## DATASET EXCERPTS

::::::

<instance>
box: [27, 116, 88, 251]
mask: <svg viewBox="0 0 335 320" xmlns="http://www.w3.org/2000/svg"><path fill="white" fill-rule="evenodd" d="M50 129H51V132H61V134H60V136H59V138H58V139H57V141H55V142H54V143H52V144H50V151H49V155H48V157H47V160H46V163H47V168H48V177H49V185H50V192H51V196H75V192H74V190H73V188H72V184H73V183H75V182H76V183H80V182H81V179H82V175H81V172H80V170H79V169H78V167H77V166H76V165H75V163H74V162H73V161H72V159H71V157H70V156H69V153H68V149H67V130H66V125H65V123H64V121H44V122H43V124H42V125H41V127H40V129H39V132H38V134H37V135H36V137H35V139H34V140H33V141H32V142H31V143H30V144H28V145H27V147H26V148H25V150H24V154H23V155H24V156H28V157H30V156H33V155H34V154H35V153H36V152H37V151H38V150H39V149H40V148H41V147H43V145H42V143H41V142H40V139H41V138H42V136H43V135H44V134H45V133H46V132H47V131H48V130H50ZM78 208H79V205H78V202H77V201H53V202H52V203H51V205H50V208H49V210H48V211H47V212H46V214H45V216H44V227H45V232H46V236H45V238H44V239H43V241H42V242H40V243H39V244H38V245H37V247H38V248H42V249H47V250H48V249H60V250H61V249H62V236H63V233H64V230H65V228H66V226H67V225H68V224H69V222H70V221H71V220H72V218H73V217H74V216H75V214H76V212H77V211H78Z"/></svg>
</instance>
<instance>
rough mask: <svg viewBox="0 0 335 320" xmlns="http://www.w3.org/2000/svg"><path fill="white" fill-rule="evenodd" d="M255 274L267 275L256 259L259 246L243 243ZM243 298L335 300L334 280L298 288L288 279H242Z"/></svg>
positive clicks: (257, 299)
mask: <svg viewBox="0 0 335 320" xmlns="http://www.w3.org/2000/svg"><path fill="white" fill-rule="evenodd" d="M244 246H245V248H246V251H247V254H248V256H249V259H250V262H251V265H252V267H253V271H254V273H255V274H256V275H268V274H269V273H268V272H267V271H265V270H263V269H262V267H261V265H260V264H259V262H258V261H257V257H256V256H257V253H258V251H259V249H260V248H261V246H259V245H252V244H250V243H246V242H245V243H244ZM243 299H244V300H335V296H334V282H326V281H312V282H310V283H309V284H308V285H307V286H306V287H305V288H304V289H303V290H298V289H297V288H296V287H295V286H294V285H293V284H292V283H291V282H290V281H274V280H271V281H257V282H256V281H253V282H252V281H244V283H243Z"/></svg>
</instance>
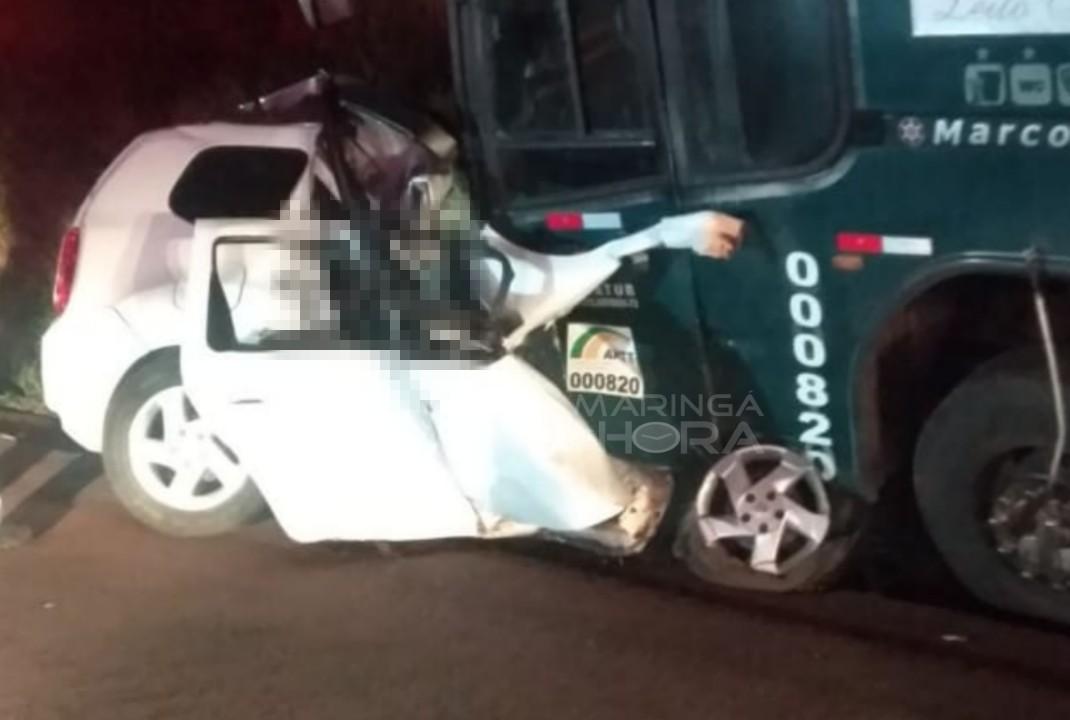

::::::

## TASK REQUIREMENTS
Which lines in the rows above contain the string "http", matching case exactly? Select all of them.

## RESPONSE
mask: <svg viewBox="0 0 335 320" xmlns="http://www.w3.org/2000/svg"><path fill="white" fill-rule="evenodd" d="M50 129H51V132H61V134H60V136H59V138H58V139H57V141H55V142H54V143H52V144H50V151H49V155H48V157H47V160H46V163H47V168H48V177H49V185H50V192H51V196H75V192H74V190H73V188H72V184H73V183H75V182H76V183H80V182H81V179H82V175H81V172H80V170H79V169H78V167H77V166H76V165H75V163H74V162H73V161H72V159H71V157H70V156H69V153H68V149H67V130H66V125H65V123H64V121H44V122H43V124H42V125H41V127H40V129H39V132H38V134H37V135H36V137H35V139H34V140H33V141H32V142H31V143H30V144H28V145H27V147H26V148H25V150H24V154H23V155H24V156H28V157H30V156H33V155H34V154H35V153H36V152H37V151H38V150H39V149H40V148H41V147H43V145H42V143H41V142H40V139H41V138H42V136H43V135H44V134H45V133H46V132H47V131H48V130H50ZM78 208H79V205H78V202H77V201H53V202H52V203H51V205H50V208H49V210H48V211H47V212H46V214H45V216H44V227H45V232H46V236H45V238H44V239H43V241H42V242H40V243H39V244H38V245H37V247H38V248H42V249H47V250H48V249H60V250H61V249H62V236H63V233H64V230H65V228H66V226H67V225H68V224H69V222H70V221H71V220H72V218H73V217H74V216H75V214H76V212H77V211H78Z"/></svg>
rough mask: <svg viewBox="0 0 335 320" xmlns="http://www.w3.org/2000/svg"><path fill="white" fill-rule="evenodd" d="M255 274L267 275L256 259L259 246L243 243ZM243 298L335 300L334 280L298 288L288 279H242Z"/></svg>
mask: <svg viewBox="0 0 335 320" xmlns="http://www.w3.org/2000/svg"><path fill="white" fill-rule="evenodd" d="M244 246H245V248H246V251H247V254H248V256H249V259H250V262H251V265H252V267H253V271H254V273H255V274H256V275H268V274H269V273H268V272H267V271H265V270H263V269H262V267H261V265H260V264H259V262H258V261H257V257H256V256H257V253H258V251H259V249H260V248H261V246H259V245H252V244H250V243H246V242H245V243H244ZM243 299H244V300H335V296H334V282H326V281H312V282H310V283H309V284H308V285H307V286H306V287H305V288H304V289H303V290H298V289H297V288H296V287H295V286H294V285H293V284H292V283H291V282H290V281H274V280H271V281H257V282H256V281H253V282H252V281H244V283H243Z"/></svg>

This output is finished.